* START Data listing *

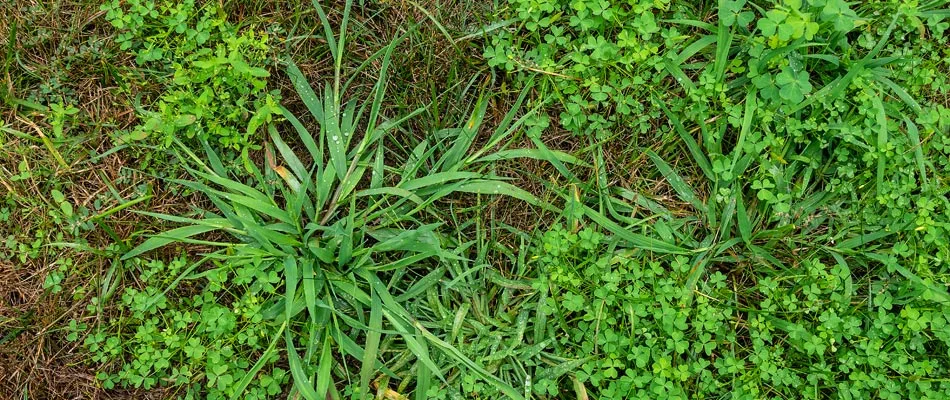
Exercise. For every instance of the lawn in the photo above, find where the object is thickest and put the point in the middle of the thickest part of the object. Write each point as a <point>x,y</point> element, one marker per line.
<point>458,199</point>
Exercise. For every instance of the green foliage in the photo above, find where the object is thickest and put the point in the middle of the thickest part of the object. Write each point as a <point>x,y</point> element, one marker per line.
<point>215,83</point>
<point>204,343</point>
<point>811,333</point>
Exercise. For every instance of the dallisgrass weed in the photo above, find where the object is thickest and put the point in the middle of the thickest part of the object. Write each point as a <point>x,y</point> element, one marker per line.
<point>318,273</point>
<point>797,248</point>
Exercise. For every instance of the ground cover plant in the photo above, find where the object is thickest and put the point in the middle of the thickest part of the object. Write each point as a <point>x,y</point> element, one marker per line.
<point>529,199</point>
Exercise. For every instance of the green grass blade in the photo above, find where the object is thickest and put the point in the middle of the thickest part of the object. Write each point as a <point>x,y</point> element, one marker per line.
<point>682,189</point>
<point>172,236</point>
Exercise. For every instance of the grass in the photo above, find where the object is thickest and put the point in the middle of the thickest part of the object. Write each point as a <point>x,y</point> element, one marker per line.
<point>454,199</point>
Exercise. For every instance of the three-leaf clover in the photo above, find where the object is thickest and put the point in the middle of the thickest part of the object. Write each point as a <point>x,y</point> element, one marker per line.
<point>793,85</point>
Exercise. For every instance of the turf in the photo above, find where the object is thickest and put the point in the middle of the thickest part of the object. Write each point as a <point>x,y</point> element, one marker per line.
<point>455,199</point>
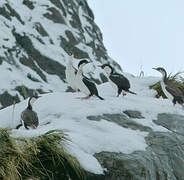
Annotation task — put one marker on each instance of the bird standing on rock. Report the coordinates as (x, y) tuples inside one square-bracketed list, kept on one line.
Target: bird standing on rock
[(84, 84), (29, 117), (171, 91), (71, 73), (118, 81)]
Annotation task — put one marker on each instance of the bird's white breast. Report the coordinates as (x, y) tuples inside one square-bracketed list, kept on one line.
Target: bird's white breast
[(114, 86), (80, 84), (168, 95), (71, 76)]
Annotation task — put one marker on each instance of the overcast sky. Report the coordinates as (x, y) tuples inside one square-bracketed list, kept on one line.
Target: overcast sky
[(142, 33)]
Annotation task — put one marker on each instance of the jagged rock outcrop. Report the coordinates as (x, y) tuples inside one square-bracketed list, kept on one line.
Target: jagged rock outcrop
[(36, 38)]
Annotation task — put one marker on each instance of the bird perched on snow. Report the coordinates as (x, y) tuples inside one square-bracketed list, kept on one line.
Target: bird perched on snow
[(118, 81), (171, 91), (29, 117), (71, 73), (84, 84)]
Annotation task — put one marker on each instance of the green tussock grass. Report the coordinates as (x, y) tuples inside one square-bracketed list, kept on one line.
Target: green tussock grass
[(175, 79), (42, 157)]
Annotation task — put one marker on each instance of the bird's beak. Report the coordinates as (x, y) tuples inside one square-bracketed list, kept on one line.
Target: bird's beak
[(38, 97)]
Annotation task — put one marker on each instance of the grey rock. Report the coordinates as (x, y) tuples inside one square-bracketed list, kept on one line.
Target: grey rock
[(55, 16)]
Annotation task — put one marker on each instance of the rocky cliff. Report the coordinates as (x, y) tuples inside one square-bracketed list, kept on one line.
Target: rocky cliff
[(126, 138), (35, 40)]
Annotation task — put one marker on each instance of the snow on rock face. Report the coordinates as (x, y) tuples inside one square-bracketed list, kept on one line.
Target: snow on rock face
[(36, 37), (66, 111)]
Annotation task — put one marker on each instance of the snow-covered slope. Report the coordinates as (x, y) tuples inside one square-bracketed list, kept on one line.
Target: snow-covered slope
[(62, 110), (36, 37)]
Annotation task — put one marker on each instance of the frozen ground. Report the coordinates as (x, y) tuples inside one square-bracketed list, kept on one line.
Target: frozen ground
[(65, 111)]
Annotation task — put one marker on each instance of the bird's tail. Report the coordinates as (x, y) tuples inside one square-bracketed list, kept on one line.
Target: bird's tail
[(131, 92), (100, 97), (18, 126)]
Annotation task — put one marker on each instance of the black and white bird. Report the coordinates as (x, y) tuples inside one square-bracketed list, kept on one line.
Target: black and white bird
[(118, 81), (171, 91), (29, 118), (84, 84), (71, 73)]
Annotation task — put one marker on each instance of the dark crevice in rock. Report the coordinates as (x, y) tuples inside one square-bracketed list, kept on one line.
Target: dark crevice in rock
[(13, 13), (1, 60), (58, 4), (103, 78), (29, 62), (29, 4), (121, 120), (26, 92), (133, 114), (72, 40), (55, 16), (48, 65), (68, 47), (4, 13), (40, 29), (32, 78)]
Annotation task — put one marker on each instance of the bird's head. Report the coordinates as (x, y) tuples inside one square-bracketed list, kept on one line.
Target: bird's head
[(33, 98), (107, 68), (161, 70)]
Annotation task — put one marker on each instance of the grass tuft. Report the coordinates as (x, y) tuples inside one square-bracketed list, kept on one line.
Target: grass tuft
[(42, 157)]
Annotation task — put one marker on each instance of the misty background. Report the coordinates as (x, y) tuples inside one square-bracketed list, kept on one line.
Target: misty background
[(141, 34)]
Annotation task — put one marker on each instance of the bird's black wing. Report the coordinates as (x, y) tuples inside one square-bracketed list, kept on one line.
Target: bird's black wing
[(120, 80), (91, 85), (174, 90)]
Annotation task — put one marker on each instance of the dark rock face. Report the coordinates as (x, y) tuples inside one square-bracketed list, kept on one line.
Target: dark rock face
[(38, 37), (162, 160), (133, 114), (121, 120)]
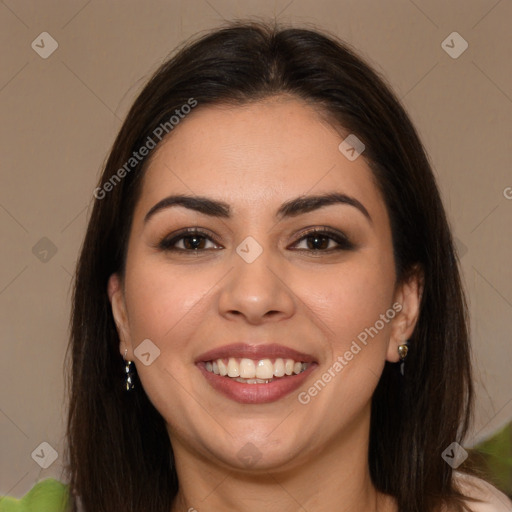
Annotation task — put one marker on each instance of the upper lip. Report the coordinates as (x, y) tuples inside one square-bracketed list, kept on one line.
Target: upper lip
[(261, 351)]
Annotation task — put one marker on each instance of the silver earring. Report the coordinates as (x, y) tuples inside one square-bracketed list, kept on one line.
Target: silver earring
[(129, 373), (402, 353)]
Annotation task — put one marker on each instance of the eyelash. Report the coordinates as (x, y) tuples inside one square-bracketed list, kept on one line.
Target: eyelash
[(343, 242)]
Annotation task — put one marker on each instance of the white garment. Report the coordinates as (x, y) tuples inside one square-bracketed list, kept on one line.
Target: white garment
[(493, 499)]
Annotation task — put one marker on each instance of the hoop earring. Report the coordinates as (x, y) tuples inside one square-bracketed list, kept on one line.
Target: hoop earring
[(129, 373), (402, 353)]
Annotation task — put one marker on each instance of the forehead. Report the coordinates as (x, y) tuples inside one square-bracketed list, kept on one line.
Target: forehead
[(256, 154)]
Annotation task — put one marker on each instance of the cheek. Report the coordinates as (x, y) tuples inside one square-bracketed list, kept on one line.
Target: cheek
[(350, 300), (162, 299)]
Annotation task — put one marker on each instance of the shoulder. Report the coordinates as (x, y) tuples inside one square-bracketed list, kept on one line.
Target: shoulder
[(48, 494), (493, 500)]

* END Data listing *

Brief — Can you arrange everything in the material from the line containing "the bird's head." down to the line containing "[(120, 80), (91, 85), (174, 90)]", both included, as a Markdown table with the columns "Row" (a running number) and "Line" (the text of that line), leaving out any blank lines?

Right answer —
| Row | Line |
|---|---|
| 1 | Annotation task — put one marker on each instance of the bird's head. Report the coordinates as (x, y) tuples inside one square-bracketed list, kept on one line. |
| 2 | Target: bird's head |
| 3 | [(33, 98), (107, 68), (161, 70)] |
| 4 | Annotation task — put one marker on each instance of the grass tuft. Report the coordinates as (x, y) tuples inside one square-bracketed list, kept on one line. |
| 5 | Target: grass tuft |
| 6 | [(42, 157)] |
| 7 | Annotation task — put one marker on each instance of the misty background. Report the coordinates as (x, y) tuples inside one square-bracketed list, kept on one line. |
| 8 | Target: misty background |
| 9 | [(141, 34)] |
| 10 | Annotation task — put one marker on each instance of the bird's black wing. Report the coordinates as (x, y) tuples inside one square-bracketed list, kept on one line. |
| 11 | Target: bird's black wing |
| 12 | [(120, 80), (91, 85), (174, 90)] |